■ SUPPLIED DATA ■

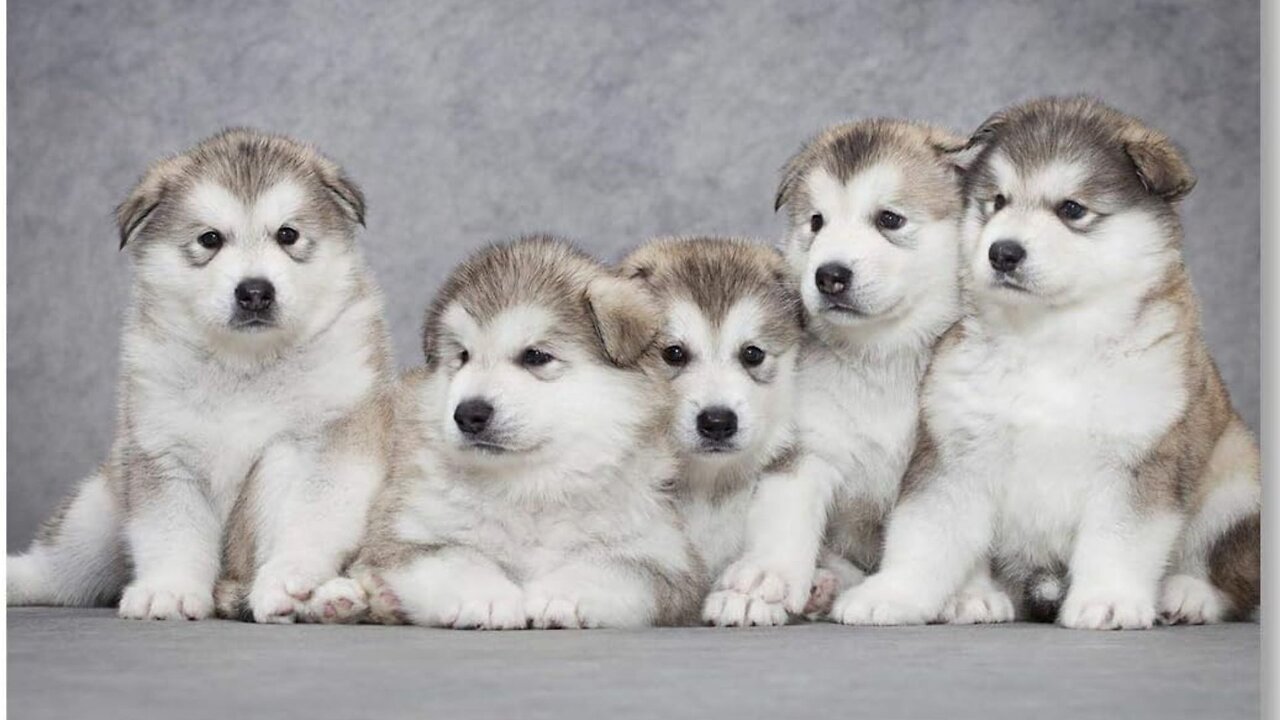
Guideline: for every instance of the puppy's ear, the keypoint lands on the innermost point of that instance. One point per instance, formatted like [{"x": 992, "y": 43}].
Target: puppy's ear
[
  {"x": 132, "y": 215},
  {"x": 343, "y": 190},
  {"x": 625, "y": 315},
  {"x": 1161, "y": 165},
  {"x": 961, "y": 154},
  {"x": 791, "y": 174}
]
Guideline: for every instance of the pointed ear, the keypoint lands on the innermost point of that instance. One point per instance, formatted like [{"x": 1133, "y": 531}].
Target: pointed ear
[
  {"x": 1161, "y": 167},
  {"x": 964, "y": 153},
  {"x": 791, "y": 176},
  {"x": 133, "y": 213},
  {"x": 625, "y": 315},
  {"x": 343, "y": 190}
]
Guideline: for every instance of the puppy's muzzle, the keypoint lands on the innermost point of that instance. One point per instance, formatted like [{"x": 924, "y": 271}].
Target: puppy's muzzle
[
  {"x": 255, "y": 304},
  {"x": 472, "y": 417}
]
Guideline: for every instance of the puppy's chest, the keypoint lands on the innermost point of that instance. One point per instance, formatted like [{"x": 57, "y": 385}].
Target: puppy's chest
[
  {"x": 717, "y": 525},
  {"x": 219, "y": 423},
  {"x": 1042, "y": 406},
  {"x": 860, "y": 419}
]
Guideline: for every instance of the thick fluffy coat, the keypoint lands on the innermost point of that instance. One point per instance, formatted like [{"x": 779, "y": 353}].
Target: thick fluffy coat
[
  {"x": 1074, "y": 423},
  {"x": 254, "y": 408},
  {"x": 874, "y": 210},
  {"x": 533, "y": 475}
]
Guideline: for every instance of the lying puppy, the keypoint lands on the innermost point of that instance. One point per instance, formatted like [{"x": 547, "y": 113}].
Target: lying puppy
[
  {"x": 254, "y": 395},
  {"x": 730, "y": 340},
  {"x": 874, "y": 212},
  {"x": 1075, "y": 420},
  {"x": 533, "y": 473}
]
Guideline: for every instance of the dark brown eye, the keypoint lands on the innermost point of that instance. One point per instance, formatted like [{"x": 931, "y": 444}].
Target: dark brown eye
[
  {"x": 752, "y": 356},
  {"x": 211, "y": 240},
  {"x": 1070, "y": 210},
  {"x": 534, "y": 358},
  {"x": 890, "y": 220}
]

■ TASK ■
Output every line of the entries above as a Markdown table with the columns Row and Line. Number the rows, and leave out blank lines and the pictures.

■ SOLUTION FOR THIS TASK ■
| Row | Line |
|---|---|
| 1 | Guideline: for every instance of the puppy's ear, the keypoint lands on the innermost point of that instance. One point per instance, formatted like [{"x": 992, "y": 43}]. |
| 2 | Target: puppy's ear |
| 3 | [ |
| 4 |   {"x": 132, "y": 215}, |
| 5 |   {"x": 343, "y": 190}, |
| 6 |   {"x": 625, "y": 315}, |
| 7 |   {"x": 1161, "y": 165}, |
| 8 |   {"x": 961, "y": 154}, |
| 9 |   {"x": 791, "y": 174} |
| 10 | ] |
| 11 | Guideline: for every instance of the pointed ear, the keypoint lands on the innermost point of that instance. One point per instance, formatted like [{"x": 1133, "y": 531}]. |
| 12 | Target: pointed ear |
| 13 | [ |
| 14 |   {"x": 1161, "y": 167}, |
| 15 |   {"x": 964, "y": 153}, |
| 16 |   {"x": 791, "y": 176}, |
| 17 |   {"x": 133, "y": 213}, |
| 18 |   {"x": 625, "y": 315}, |
| 19 |   {"x": 343, "y": 190} |
| 20 | ] |
| 21 | Guideline: for every instance of the puppy's muzzle, the keypoint lands on the innermost point of that instance. One point per instance, formatted like [{"x": 924, "y": 271}]. |
| 22 | Target: puppy's muzzle |
| 23 | [ |
| 24 |   {"x": 255, "y": 304}, |
| 25 |   {"x": 472, "y": 417} |
| 26 | ] |
| 27 | Guideline: for every instance of the puppy's chest, the keypoint lands on the innermost point of that instance. One point per instance, formatted like [{"x": 57, "y": 385}]. |
| 28 | Target: puppy's chest |
| 29 | [ |
| 30 |   {"x": 717, "y": 525}, |
| 31 |   {"x": 219, "y": 423}, |
| 32 |   {"x": 1042, "y": 406}, |
| 33 |   {"x": 860, "y": 419} |
| 34 | ] |
| 35 | Guideline: for every instance of the thick fluffy coat, the keypoint lands on the innermost point of that instance. One point per instance, formatted like [{"x": 779, "y": 353}]. |
| 36 | Target: thick fluffy coat |
| 37 | [ |
| 38 |   {"x": 1074, "y": 423}, |
| 39 |   {"x": 254, "y": 408}, |
| 40 |   {"x": 874, "y": 210}, |
| 41 |   {"x": 533, "y": 475} |
| 42 | ] |
| 43 | Guideline: for every instance of the lying puppy, the keypoint lands on the innermost point of that instance. One point per instance, formatted like [{"x": 547, "y": 113}]. |
| 44 | Target: lying puppy |
| 45 | [ |
| 46 |   {"x": 254, "y": 395}, |
| 47 |   {"x": 730, "y": 340}, |
| 48 |   {"x": 874, "y": 212}, |
| 49 |   {"x": 1075, "y": 420}, |
| 50 |   {"x": 533, "y": 473} |
| 51 | ] |
| 52 | Guideline: for every instance of the dark brown eye, the keypoint lands on the innermost point of that instance. One point per instance, formatted like [{"x": 931, "y": 444}]. |
| 53 | Target: dark brown eye |
| 54 | [ |
| 55 |   {"x": 752, "y": 356}, |
| 56 |   {"x": 211, "y": 240}, |
| 57 |   {"x": 1070, "y": 210}, |
| 58 |   {"x": 534, "y": 358}, |
| 59 |   {"x": 890, "y": 220} |
| 60 | ] |